TASK STATEMENT.
Reproduce each of the items below word for word, line by line.

RECORD LIST.
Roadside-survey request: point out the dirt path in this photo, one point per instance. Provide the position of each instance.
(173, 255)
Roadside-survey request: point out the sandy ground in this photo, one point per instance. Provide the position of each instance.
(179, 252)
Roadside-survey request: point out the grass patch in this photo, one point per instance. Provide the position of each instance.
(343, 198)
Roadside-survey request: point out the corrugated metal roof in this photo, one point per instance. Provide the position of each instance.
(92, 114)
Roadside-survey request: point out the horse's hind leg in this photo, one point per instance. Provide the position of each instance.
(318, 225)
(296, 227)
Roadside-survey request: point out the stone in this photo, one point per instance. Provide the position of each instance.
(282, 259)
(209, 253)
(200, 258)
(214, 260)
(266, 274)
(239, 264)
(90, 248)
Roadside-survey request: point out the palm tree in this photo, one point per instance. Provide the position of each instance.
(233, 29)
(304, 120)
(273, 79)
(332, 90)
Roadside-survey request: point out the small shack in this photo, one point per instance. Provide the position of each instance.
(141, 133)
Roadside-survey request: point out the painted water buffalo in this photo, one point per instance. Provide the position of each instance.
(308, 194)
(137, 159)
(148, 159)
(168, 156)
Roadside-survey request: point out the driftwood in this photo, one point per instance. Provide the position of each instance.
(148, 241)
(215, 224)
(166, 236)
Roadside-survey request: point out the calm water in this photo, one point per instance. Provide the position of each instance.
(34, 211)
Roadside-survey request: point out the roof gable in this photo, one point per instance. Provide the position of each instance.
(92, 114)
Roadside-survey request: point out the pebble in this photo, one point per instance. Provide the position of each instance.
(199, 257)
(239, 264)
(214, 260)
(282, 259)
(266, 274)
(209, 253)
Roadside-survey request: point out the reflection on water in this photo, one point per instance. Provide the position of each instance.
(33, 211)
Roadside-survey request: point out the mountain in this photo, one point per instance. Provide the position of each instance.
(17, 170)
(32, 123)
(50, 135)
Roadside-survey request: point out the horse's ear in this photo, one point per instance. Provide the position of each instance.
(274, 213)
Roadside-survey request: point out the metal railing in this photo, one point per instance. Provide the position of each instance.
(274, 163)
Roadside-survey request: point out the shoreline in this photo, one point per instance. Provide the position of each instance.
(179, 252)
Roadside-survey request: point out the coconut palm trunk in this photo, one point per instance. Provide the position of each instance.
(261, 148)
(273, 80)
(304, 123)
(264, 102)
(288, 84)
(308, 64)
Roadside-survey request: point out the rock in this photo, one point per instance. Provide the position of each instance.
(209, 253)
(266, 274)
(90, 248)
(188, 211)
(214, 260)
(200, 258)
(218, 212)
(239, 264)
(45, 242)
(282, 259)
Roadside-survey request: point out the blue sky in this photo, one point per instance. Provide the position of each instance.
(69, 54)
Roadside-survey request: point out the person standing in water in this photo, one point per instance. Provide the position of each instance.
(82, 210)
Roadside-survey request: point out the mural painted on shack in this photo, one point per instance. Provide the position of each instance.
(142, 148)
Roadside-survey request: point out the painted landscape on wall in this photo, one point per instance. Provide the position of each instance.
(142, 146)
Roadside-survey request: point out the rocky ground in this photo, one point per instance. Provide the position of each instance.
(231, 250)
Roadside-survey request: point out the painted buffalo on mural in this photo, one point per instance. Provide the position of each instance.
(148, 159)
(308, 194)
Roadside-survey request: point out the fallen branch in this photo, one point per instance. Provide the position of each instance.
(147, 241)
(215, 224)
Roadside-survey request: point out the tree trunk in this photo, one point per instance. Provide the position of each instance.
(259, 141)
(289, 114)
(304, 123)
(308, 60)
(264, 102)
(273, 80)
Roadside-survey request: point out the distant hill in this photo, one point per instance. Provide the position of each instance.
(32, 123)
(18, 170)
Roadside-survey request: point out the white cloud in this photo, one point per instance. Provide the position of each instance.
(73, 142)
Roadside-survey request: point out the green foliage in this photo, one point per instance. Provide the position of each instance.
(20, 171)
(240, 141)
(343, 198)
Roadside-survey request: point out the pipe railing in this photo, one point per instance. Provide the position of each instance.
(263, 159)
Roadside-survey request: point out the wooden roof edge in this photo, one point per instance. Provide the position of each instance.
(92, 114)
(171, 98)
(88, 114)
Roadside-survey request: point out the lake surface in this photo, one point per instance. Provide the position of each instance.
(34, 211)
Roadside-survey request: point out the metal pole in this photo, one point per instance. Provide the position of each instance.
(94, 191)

ANSWER BELOW.
Roadside-survey request: point out the dirt path in this photo, one point per instance. Provide the position of each instance.
(173, 255)
Roadside-survey request: point out the sandy ground in this photo, one point per instance. Provide the position of each instance.
(179, 252)
Roadside-survey request: point out the grass patch in this photo, one point per instance. Provide the position of each instance.
(343, 198)
Roadside-survey request: point out the corrugated metal roof in this photo, one point per instance. Provide the position of each instance.
(92, 114)
Roadside-survey request: point out the horse's hind leg in this photo, one point per instance. Provide the position of each instance.
(318, 225)
(296, 227)
Roadside-survey request: point out the stone in this photo, one point per instance. Provide the position of each instance.
(282, 259)
(209, 253)
(200, 258)
(214, 260)
(266, 274)
(239, 264)
(90, 248)
Roadside-survey request: point out the palm tree in this photo, one point per instance. Provide the position of each instance.
(233, 29)
(304, 120)
(273, 79)
(332, 90)
Roadside-survey request: point out the small shack in this photo, one point per instance. Provide the position of each instance.
(141, 133)
Roadside-survey request: point out the painted water buffalo in this photo, one point per instance. Provide the position of each instance.
(308, 194)
(137, 159)
(148, 159)
(168, 156)
Roadside-survey request: point out the driftwood in this photo, one point per instance. Provide the position of each instance.
(148, 241)
(215, 224)
(166, 236)
Roadside-survey request: point out the calm water in this photo, one point per instance. Provide the position of each instance.
(34, 211)
Roadside-survey request: point out the roof gable in this photo, one point per instance. Provide the position of each instance.
(92, 114)
Roadside-survey request: point out the pebble in this photo, one point per instance. Provide the position of each instance.
(199, 257)
(239, 264)
(214, 260)
(282, 259)
(266, 274)
(209, 253)
Roadside-survey request: point out the reflection on water in this photo, one point per instance. Provide the position of each instance.
(33, 211)
Roadside-survey request: point out the mountain in this photo, one point per instance. Provide the position of each instance.
(17, 170)
(32, 123)
(50, 135)
Roadside-survey request: point out the horse's ear in this photo, one point per instance. Provide the position of each instance.
(274, 213)
Roadside-survey request: point out the metal railing in this photo, one point per instance. Provide the position of each instance.
(274, 163)
Roadside-survey request: point out the shoreline in this photo, one point per instance. Provide the position of each instance.
(179, 252)
Roadside-survey request: point out the coconut palm trunk in this photo, one point per instance. Provide the position of each instance.
(261, 148)
(273, 80)
(304, 123)
(264, 102)
(288, 84)
(308, 64)
Roadside-survey request: point out the rock in this photo, one point per instance. Provide the position of each instance.
(209, 253)
(266, 274)
(90, 248)
(188, 211)
(214, 260)
(200, 258)
(218, 212)
(239, 264)
(45, 242)
(282, 259)
Roadside-survey request: point out the blue sky in this photo, one point per instance. Provide the position of each instance.
(69, 54)
Roadside-survey request: point out the person standing in water in this photo, one point per instance. Provide the position of each instance.
(82, 210)
Roadside-survey request: point out the mural painted on shack in this photo, one point per instance. Provide the position of each instance.
(142, 148)
Roadside-survey request: point out the painted landscape on wall in this photo, one point per instance. Provide the position of each instance.
(142, 146)
Roadside-survey request: point out the rocky ground in this photo, one point per instance. Provide the position of each instance.
(231, 250)
Roadside-survey request: point out the painted buffalo on mural in this photo, one point per instance. Provide the position of each instance.
(148, 159)
(308, 194)
Roadside-survey request: point out the fallen branch in this photo, one point per instance. Provide the position of each instance.
(147, 241)
(215, 224)
Roadside-survey request: point out the tree trunk in this photo, one point per instance. Provide the position of each instance.
(259, 141)
(289, 114)
(304, 123)
(308, 60)
(264, 102)
(273, 80)
Roadside-survey request: point out the distant hill in this photo, one point per instance. Provide the position of each instance.
(32, 123)
(18, 170)
Roadside-survey request: point out the white cloud in this photo, one point per instance. Provide the position of each instance.
(73, 142)
Roadside-survey request: point out the green foliage in this photo, one point per instance. Provide the position of each instance.
(20, 171)
(240, 141)
(343, 198)
Roadside-survey request: point out the pipe railing in this photo, one point per instance. Provide the position of each instance.
(263, 159)
Roadside-survey request: point out the wooden roof edge in this photo, one point per instance. Provide the position of each instance.
(92, 114)
(171, 98)
(88, 114)
Roadside-survey request: point out the lake surface in this photo, one point per instance. Provide the position of each instance.
(34, 211)
Roadside-survey request: point out the metal pole in this photo, one point per instance. Provide the position of each instance.
(94, 191)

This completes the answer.